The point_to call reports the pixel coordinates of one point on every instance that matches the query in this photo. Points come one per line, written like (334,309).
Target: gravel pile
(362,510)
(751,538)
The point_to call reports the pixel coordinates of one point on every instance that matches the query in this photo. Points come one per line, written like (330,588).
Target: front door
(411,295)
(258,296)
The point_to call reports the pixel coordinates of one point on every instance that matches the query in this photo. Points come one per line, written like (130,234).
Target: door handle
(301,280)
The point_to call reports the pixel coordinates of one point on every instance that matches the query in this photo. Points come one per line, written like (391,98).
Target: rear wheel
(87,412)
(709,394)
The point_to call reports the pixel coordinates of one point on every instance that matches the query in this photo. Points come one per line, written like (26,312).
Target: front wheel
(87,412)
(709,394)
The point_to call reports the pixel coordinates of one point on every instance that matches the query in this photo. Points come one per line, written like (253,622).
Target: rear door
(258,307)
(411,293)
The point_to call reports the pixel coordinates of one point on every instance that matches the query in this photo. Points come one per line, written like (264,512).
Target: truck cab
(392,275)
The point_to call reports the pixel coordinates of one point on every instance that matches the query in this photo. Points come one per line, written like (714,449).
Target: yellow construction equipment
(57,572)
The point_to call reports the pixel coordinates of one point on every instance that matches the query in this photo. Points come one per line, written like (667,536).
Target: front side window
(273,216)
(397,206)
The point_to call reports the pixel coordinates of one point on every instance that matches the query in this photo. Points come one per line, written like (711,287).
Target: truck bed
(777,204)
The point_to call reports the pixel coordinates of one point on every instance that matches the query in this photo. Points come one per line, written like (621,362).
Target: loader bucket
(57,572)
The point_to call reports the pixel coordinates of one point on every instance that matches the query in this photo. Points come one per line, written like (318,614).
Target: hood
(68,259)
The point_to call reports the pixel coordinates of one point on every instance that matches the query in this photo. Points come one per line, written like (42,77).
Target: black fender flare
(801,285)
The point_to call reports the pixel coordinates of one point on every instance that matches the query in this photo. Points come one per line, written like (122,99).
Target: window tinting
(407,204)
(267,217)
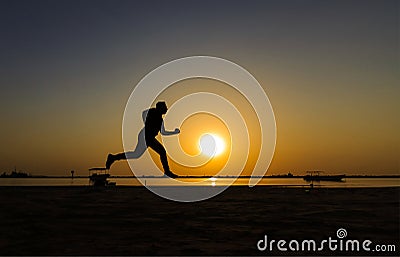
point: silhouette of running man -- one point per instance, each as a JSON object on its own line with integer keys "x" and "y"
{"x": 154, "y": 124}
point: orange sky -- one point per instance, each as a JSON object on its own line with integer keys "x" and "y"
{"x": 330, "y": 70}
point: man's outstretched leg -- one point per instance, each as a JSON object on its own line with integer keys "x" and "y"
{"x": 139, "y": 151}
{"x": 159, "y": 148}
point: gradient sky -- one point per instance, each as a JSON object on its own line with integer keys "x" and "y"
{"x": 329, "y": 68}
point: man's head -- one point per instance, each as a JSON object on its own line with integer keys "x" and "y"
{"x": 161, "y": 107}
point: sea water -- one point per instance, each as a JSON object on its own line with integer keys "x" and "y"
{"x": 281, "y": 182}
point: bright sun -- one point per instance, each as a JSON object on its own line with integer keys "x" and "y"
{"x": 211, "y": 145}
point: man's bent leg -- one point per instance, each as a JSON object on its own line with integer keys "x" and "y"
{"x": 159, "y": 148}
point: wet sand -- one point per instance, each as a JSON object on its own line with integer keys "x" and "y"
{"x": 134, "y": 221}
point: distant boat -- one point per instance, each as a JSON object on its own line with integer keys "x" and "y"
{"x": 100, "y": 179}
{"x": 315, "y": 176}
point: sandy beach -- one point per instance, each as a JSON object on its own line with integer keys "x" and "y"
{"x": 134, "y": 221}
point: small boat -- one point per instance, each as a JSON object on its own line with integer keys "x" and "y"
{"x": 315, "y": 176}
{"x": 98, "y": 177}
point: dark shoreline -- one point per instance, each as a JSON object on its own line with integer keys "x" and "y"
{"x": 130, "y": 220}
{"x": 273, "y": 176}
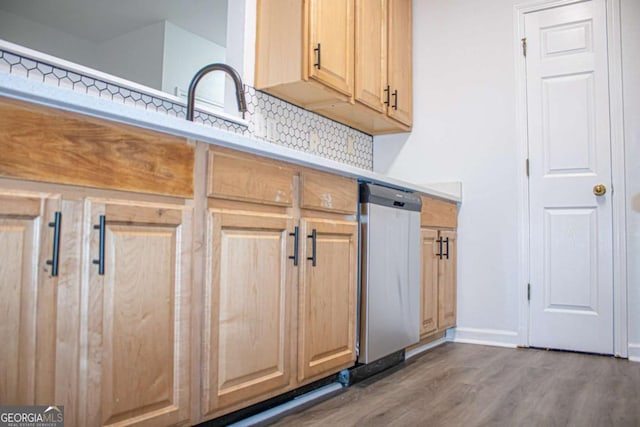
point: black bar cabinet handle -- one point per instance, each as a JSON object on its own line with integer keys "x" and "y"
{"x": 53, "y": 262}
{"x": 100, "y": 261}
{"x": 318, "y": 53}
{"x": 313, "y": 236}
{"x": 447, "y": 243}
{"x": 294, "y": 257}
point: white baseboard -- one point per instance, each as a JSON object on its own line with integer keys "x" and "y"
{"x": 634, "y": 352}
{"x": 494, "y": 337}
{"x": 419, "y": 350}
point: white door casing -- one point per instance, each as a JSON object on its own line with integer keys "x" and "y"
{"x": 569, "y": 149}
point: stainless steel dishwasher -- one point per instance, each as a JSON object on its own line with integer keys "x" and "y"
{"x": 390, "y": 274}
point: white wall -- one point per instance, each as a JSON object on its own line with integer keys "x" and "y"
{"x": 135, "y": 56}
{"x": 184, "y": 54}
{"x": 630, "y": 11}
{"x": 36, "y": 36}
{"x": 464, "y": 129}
==
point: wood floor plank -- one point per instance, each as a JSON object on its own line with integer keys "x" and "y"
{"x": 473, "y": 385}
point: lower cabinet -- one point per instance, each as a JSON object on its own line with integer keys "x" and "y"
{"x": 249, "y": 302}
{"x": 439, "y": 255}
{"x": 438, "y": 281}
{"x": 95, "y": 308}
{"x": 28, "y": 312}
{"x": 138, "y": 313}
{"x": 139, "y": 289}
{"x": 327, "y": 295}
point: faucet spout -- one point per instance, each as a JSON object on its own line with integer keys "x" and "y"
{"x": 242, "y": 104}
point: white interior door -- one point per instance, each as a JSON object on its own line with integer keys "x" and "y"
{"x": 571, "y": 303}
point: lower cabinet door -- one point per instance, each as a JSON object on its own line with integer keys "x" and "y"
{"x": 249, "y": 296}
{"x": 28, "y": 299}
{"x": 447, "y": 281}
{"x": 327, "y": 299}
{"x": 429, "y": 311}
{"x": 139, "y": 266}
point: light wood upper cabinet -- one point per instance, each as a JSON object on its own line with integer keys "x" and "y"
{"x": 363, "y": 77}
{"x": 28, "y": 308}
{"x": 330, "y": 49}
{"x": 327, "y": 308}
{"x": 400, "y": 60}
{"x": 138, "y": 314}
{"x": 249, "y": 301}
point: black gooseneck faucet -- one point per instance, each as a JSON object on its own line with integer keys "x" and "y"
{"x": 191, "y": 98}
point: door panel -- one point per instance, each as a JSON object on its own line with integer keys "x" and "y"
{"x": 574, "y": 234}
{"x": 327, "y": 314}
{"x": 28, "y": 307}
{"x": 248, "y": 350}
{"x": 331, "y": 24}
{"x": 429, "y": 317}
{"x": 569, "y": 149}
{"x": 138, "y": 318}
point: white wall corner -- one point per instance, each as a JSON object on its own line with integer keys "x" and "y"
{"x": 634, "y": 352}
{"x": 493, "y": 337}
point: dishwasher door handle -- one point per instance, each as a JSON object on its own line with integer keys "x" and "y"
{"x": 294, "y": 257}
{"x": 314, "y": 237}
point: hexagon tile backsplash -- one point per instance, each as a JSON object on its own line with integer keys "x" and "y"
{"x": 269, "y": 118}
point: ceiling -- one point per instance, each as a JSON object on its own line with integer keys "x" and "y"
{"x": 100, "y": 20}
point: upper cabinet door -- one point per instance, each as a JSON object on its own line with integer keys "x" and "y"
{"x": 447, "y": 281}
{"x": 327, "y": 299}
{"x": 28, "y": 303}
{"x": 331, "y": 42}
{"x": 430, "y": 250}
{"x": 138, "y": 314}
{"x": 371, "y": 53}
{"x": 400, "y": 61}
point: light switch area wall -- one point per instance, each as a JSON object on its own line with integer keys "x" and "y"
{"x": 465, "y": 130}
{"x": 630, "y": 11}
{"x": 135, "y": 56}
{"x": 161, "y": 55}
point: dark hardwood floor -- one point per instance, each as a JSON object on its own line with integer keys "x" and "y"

_DO THIS:_
Identify each line in the rows above that contains the word "upper" and copy those lines.

_TASK SOLUTION:_
point: light wood upper cabinet -- one point per instance, each as a JSON object on its own line with integer keys "x" and "y"
point: upper cabinet door -- one point per instance, each as a JSON object on its own line with integer keys "x" and "y"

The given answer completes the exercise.